→ Passage to read
------------------------------------

Saturday, December 14, 2013

Kris Kringle, Kids, and Kandy

Miracle on 34th Street is the most anti-secular-humanist holiday film ever made.
Just stick with me on this for a bit.
The skepticism of Doris Walker, a bright, capable, divorced mother, should be viewed as a strength. Instead, it becomes apparent that this trait, along with her drive to instill a skeptical outlook in her daughter, comes from a place of personal pain and fear. The message is clear; skeptics, especially women skeptics, are callous people with trust issues, and in need of saving.
Fred Gailey, a handsome attorney, comes to Doris's and her daughter Susan's rescue. He's concerned about mom's refusal to teach Susan fairy tales. Fred wins Doris over with an incredible display of faith and friendship; he takes in Kris Kringle, the Macy's Santa who Doris has hired, and who claims to be the real Santa Claus. When Kris is threatened with being locked up in a mental institution, Fred successfully defends him in court, arguing that Kris is indeed the one and only Santa Claus.

------------------------------------

[Data lines]
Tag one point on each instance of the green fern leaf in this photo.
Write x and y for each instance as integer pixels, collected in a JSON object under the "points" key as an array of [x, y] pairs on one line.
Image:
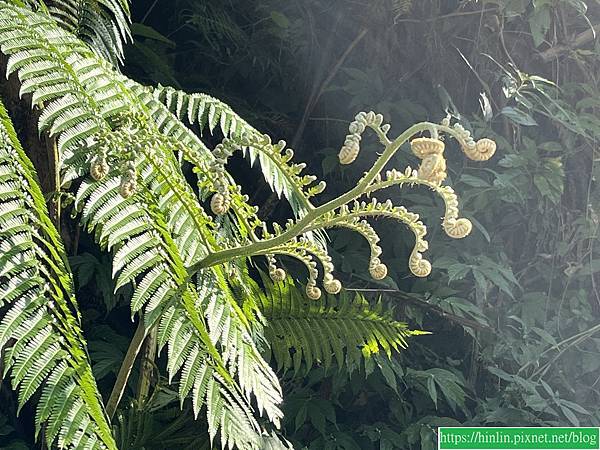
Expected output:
{"points": [[41, 339], [340, 327]]}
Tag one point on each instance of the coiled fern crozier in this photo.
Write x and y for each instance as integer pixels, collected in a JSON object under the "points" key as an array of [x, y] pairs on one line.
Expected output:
{"points": [[120, 147]]}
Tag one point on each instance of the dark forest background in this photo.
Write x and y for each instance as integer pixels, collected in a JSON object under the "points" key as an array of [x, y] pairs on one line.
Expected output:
{"points": [[513, 309]]}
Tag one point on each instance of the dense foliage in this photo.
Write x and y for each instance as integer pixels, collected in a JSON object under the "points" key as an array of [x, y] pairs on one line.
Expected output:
{"points": [[513, 310]]}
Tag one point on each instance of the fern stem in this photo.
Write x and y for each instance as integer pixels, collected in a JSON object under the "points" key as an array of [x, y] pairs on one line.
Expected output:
{"points": [[300, 226], [147, 366], [119, 388]]}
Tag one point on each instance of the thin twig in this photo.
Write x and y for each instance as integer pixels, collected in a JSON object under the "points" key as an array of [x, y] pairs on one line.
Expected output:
{"points": [[317, 93], [580, 40], [125, 370]]}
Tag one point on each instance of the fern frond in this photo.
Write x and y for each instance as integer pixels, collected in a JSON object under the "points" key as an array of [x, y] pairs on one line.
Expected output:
{"points": [[149, 232], [208, 112], [40, 336], [103, 24], [303, 333]]}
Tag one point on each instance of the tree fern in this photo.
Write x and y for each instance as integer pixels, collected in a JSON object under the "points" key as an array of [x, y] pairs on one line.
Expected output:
{"points": [[341, 329], [103, 24], [120, 148], [209, 112], [40, 335], [137, 228]]}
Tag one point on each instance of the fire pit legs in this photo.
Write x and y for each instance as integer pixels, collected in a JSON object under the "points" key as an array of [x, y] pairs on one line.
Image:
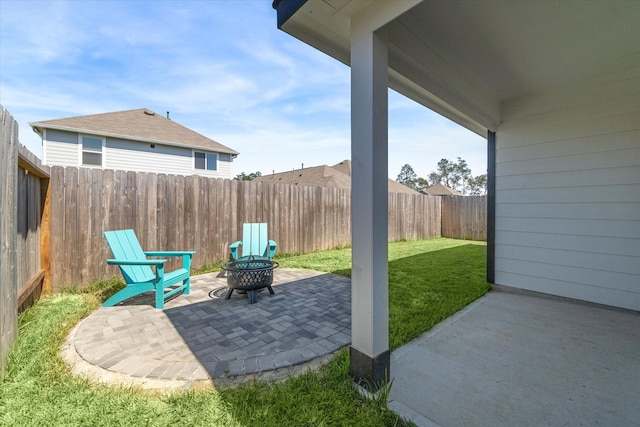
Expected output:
{"points": [[251, 275]]}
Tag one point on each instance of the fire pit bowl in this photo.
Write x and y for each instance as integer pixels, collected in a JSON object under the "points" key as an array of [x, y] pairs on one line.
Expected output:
{"points": [[250, 274]]}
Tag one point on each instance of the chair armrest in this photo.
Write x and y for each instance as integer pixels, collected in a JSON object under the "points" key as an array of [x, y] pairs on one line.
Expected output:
{"points": [[169, 253], [136, 262], [234, 249], [272, 248]]}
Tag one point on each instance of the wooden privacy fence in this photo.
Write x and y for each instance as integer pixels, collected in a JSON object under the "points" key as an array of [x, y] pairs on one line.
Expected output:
{"points": [[464, 217], [24, 184], [170, 212]]}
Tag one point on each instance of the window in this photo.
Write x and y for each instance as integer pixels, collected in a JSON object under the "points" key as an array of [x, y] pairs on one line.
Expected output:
{"points": [[208, 161], [91, 151]]}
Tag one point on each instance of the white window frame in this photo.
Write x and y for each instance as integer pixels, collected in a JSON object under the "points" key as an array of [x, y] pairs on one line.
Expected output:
{"points": [[81, 150], [207, 155]]}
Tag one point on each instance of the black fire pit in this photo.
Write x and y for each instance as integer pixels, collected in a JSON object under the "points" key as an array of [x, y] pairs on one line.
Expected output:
{"points": [[250, 274]]}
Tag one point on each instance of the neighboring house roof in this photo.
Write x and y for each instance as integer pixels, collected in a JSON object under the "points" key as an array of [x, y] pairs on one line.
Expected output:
{"points": [[139, 125], [441, 190], [337, 176]]}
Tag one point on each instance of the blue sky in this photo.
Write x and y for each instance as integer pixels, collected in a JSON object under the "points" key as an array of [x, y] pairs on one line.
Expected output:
{"points": [[221, 68]]}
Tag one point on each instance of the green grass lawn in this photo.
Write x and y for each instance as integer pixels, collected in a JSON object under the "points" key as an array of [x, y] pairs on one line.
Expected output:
{"points": [[428, 281]]}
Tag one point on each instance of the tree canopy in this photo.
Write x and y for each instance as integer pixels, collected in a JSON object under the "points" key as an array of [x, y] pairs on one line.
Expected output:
{"points": [[455, 175]]}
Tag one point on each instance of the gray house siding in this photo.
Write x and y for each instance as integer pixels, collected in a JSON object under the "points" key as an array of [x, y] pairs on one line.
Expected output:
{"points": [[568, 193], [140, 157], [60, 148], [63, 148]]}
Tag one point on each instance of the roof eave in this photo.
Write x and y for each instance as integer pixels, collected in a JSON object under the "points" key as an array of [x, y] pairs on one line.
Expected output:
{"points": [[38, 127]]}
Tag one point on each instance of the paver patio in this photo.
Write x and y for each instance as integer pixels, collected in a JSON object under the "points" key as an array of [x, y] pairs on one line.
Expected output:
{"points": [[202, 339]]}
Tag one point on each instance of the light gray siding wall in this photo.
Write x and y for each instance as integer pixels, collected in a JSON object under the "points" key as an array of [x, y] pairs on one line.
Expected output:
{"points": [[568, 193], [60, 148], [137, 156], [140, 157]]}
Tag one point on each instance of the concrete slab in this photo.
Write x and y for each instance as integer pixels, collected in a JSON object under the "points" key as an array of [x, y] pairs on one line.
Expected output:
{"points": [[519, 359]]}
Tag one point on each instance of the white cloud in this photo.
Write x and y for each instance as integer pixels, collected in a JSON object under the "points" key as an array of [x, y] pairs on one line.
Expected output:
{"points": [[220, 67]]}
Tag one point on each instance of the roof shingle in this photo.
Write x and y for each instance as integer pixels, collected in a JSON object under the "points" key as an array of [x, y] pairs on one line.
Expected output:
{"points": [[139, 125]]}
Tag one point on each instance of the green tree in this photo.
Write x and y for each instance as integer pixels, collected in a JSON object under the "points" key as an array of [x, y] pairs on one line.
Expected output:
{"points": [[244, 177], [477, 185], [407, 176]]}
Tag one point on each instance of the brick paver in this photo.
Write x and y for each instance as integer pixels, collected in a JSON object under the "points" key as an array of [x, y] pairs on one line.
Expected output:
{"points": [[202, 337]]}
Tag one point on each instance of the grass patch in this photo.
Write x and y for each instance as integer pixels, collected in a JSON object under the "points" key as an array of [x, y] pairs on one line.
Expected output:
{"points": [[428, 281]]}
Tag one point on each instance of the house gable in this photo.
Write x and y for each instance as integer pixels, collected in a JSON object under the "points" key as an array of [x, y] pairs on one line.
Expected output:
{"points": [[137, 140]]}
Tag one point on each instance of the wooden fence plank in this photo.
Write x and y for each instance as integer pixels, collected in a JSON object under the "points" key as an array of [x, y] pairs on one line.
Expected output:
{"points": [[206, 215]]}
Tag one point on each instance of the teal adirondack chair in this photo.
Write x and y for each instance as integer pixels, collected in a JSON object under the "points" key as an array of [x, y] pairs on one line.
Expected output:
{"points": [[137, 272], [254, 242]]}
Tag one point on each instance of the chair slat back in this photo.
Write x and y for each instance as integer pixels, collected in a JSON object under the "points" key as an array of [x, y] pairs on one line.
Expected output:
{"points": [[125, 246], [254, 239]]}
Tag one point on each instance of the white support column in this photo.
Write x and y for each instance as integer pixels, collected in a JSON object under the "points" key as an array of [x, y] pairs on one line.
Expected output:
{"points": [[369, 210]]}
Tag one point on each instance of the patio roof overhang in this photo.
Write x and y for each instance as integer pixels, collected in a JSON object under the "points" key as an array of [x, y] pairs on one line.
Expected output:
{"points": [[464, 59]]}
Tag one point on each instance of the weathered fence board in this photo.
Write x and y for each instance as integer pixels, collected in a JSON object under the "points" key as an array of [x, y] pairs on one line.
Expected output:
{"points": [[204, 214], [8, 237], [464, 217], [24, 254]]}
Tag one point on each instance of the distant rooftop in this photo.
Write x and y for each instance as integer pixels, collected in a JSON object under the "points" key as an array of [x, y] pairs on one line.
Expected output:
{"points": [[336, 176], [441, 190], [139, 125]]}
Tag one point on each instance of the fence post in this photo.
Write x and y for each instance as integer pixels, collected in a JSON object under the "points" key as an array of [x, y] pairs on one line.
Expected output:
{"points": [[8, 236]]}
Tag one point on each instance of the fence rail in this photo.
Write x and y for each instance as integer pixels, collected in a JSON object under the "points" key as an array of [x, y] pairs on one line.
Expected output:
{"points": [[203, 214]]}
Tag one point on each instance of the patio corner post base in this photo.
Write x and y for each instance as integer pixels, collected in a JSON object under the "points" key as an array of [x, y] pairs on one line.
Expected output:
{"points": [[370, 372]]}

------------------------------------

→ What to work on
Continue the piece on Miracle on 34th Street from its last sentence, keeping its voice and argument.

→ Final answer
Lip service is paid to deeper values, mostly by Fred (he is an attorney, after all):
It's not just Kris that's on trial, it's everything he stands for. It's kindness and joy and love and all the other intangibles.

But if you really listen to what Fred says, it's vague enough to be open to interpretation. Worse yet is the implication that belief in supernatural forces is required to experience awe, joy, or love.
Look Doris, someday you're going to find that your way of facing this realistic world just doesn't work. And when you do, don't overlook those lovely intangibles. You'll discover those are the only things that are worthwhile.
A holiday story with Santa that I like much better: Tim Burton's "The Nightmare Before Christmas."

The fuzzy meaning of all Fred's flowery talk is, in the end, overshadowed by another message, one of self-absorbed materialism. Even after Doris is converted to a happier woman and in love with good ol' Fred, and Kris Kringle wins his freedom, Susan remains doubtful and depressed all the way up until when Kris Kringle gives her a house. (Technically Doris and Fred have to buy it. But Kris magically made Susan's dream house appear for sale at just the right time and place.) Not only is faith necessary to experience love, but to keep children happy, we must buy the stuff on their wish lists.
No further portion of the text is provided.